Ideologia Nazifascista a serviç0 do Deus dinheiro
A morte violenta, gerada no ventre contaminado pela ideologia nazifascista, age de maneira premeditada. Planeja suas ações nos mínimos detalhes. Não respeita ninguém. Ataca nas ruas, nas casas, nas igrejas e até nas escolas. Agride pessoas de todas as idades somente pelo “prazer de matar”. Age pela mão de qualquer pessoa, inclusive de crianças e adolescentes que, contaminados pelo mau exemplo e o endoutrinamento de adultos perversos, destroçam suas jovens vidas tirando a vida de outras pessoas.
Ainda há esperança!
Ninguém nasce nazifascista. “Ninguém nasce odiando outra pessoa pela cor de sua pele, por sua origem ou ainda por sua religião. Para odiar, as pessoas precisam aprender; e, se pode aprender a odiar, podem ser ensinadas a amar” (Nelson Mandela). Aqui está o maior desafio do nosso tempo: ensinar a odiar ou ensinar a amar? Da resposta a essa pergunta depende a nossa sobrevivência. Está na hora de parar de alimentar o ódio antes que percamos definitivamente o controle.

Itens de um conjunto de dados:

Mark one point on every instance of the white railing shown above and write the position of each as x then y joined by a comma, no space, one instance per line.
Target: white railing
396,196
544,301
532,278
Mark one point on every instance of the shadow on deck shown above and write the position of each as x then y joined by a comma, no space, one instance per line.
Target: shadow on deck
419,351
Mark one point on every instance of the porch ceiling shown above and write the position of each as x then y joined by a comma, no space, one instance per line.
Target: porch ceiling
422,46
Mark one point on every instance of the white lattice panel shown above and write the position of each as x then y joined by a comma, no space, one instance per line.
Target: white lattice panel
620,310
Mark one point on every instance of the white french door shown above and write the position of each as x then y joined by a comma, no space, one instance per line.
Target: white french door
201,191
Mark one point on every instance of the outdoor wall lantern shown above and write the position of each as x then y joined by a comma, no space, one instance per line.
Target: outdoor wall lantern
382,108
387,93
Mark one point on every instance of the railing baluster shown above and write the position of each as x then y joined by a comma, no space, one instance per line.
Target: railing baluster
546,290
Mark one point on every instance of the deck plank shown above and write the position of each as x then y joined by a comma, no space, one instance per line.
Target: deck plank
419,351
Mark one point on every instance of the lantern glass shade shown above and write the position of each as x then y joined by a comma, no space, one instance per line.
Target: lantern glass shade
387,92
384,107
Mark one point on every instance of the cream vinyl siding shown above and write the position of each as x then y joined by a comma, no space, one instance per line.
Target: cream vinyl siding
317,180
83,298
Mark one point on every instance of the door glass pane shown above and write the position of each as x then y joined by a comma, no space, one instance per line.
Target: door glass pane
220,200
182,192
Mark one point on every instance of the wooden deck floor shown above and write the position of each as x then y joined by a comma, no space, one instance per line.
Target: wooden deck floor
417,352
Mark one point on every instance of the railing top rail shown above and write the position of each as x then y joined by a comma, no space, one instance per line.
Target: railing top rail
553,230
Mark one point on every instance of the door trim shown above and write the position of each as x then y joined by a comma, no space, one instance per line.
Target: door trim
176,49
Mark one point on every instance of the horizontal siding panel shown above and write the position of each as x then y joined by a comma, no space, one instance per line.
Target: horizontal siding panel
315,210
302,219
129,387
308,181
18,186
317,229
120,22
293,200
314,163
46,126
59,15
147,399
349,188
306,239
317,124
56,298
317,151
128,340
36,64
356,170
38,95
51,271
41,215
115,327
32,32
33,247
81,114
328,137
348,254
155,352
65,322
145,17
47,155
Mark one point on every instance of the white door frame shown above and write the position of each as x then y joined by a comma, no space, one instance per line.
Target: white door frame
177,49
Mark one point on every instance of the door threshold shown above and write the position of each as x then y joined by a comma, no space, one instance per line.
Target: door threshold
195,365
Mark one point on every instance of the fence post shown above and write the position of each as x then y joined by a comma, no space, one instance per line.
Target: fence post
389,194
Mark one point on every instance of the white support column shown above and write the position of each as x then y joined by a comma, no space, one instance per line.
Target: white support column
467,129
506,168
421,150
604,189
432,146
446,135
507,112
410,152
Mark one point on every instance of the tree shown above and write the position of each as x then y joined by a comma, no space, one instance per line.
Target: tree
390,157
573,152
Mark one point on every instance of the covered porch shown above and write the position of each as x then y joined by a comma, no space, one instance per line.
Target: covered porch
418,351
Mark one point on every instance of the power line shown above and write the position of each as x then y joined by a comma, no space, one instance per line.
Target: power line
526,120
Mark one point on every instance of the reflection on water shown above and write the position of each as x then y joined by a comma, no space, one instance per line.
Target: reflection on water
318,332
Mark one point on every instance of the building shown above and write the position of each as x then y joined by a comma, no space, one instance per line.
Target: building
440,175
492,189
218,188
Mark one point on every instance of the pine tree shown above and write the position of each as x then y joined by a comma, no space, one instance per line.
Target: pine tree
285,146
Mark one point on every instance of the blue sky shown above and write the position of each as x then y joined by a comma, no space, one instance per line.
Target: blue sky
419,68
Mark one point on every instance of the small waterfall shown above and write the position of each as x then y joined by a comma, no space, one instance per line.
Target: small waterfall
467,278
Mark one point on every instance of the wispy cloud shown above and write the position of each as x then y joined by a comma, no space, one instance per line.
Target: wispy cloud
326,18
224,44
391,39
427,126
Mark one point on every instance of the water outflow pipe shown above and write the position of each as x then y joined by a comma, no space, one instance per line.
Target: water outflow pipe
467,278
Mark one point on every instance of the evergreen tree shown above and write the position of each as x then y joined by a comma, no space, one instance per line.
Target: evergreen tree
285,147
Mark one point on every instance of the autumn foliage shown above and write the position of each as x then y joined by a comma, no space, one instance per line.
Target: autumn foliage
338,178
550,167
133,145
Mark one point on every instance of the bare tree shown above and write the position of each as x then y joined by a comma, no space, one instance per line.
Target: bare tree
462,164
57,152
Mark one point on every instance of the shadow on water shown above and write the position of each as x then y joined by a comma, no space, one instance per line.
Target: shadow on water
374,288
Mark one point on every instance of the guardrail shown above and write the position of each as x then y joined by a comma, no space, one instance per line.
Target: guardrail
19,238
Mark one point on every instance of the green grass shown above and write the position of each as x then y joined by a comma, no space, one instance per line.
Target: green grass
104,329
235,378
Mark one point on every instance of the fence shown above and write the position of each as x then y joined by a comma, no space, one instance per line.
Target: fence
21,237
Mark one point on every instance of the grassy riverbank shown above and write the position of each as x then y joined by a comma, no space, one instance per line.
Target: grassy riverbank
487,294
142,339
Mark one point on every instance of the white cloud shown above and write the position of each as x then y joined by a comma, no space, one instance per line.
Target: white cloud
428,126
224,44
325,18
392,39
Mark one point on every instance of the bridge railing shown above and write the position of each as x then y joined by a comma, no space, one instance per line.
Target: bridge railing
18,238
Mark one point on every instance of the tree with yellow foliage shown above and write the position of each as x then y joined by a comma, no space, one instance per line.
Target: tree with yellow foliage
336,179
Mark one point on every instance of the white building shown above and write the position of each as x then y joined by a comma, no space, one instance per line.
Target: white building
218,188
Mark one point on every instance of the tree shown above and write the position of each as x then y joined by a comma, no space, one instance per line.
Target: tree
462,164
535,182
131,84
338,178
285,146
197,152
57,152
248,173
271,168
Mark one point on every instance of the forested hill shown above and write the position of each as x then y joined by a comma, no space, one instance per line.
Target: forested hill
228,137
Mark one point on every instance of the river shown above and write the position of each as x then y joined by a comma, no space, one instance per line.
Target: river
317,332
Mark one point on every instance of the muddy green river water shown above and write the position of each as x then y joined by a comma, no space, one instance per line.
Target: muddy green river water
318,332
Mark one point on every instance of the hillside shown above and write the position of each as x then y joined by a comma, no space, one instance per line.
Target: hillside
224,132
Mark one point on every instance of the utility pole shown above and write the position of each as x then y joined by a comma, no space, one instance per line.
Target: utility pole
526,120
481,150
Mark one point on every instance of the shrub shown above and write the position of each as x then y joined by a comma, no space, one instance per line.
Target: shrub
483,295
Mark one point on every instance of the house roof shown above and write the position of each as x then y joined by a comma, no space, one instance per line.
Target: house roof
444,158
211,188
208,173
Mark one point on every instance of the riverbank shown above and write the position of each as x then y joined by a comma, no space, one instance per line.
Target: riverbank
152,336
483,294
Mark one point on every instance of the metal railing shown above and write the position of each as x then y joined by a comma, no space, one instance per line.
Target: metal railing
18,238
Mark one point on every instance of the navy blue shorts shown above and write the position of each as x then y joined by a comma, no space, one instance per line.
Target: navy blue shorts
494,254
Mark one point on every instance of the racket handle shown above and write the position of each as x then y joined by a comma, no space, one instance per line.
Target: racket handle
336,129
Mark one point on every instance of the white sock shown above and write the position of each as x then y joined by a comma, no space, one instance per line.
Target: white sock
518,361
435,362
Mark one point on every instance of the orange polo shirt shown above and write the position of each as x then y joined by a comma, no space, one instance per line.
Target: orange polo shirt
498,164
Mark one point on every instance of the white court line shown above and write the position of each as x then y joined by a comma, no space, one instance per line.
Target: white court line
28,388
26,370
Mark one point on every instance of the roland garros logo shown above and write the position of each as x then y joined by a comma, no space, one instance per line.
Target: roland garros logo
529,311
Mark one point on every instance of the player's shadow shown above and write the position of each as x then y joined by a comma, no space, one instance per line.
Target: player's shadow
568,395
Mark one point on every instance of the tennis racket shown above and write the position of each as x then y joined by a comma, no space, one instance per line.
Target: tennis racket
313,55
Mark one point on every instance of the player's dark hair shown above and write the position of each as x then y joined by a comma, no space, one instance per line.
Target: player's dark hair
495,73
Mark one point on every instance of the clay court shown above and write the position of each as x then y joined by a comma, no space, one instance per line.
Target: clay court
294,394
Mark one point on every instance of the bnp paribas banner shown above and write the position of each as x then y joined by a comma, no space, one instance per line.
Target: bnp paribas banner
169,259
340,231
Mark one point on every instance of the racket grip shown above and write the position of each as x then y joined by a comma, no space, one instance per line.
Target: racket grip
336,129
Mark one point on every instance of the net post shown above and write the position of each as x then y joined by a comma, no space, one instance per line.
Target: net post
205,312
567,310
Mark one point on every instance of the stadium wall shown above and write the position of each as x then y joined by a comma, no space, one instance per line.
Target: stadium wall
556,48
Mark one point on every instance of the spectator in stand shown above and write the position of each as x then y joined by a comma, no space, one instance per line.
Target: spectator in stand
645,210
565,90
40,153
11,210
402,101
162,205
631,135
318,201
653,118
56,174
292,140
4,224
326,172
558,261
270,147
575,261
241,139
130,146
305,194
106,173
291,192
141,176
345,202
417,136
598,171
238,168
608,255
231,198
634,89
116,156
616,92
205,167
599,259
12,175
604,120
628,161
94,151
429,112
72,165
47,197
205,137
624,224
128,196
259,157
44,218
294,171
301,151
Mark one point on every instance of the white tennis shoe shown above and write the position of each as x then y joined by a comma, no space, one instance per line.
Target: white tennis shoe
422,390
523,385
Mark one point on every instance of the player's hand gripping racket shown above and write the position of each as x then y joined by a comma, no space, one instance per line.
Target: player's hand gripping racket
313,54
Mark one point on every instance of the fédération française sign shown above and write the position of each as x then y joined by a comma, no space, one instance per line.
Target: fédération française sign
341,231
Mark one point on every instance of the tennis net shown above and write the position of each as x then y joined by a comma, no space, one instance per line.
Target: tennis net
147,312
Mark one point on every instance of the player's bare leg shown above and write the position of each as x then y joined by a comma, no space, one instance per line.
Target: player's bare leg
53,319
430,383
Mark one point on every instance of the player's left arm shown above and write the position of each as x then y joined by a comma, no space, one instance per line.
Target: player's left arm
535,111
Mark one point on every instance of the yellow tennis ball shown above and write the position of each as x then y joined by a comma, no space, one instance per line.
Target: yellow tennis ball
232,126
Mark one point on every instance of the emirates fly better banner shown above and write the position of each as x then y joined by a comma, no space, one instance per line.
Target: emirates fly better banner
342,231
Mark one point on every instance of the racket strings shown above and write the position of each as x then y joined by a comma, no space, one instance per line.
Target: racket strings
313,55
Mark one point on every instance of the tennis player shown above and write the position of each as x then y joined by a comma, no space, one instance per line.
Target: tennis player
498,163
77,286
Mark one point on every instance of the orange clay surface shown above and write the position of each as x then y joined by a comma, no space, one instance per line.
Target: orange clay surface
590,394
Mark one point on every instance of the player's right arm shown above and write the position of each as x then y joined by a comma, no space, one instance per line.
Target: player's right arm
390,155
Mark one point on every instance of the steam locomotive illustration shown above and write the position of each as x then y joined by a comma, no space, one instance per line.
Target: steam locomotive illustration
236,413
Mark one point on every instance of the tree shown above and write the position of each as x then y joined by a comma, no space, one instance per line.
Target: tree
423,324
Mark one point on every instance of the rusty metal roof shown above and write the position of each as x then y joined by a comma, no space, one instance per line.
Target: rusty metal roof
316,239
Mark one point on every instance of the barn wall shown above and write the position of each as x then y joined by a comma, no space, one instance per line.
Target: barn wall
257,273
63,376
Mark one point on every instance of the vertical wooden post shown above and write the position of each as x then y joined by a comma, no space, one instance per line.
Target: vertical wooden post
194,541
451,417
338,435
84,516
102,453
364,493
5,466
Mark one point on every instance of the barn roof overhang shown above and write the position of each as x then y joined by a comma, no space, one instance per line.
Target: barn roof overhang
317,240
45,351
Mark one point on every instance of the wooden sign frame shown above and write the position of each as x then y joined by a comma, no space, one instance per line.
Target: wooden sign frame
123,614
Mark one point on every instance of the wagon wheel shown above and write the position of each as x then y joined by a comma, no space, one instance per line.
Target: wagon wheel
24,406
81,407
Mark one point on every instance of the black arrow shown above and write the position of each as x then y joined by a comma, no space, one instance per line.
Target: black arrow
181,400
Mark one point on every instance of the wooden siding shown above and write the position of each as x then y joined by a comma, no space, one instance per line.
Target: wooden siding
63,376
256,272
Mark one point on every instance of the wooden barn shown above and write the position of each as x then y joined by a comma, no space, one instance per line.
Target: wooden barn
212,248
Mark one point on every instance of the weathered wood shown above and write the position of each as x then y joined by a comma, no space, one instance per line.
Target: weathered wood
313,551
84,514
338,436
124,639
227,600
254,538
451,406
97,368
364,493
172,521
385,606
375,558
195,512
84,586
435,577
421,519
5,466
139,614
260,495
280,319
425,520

## TAREFA A REALIZAR
Reproduza o trecho do texto sobre a ideologia nazifascista que vai de "Ainda há esperança!" até "definitivamente o controle.", trocando "ódio" por "rancor".

## RESPOSTA DA TAREFA
Ainda há esperança!
Ninguém nasce nazifascista. “Ninguém nasce odiando outra pessoa pela cor de sua pele, por sua origem ou ainda por sua religião. Para odiar, as pessoas precisam aprender; e, se pode aprender a odiar, podem ser ensinadas a amar” (Nelson Mandela). Aqui está o maior desafio do nosso tempo: ensinar a odiar ou ensinar a amar? Da resposta a essa pergunta depende a nossa sobrevivência. Está na hora de parar de alimentar o rancor antes que percamos definitivamente o controle.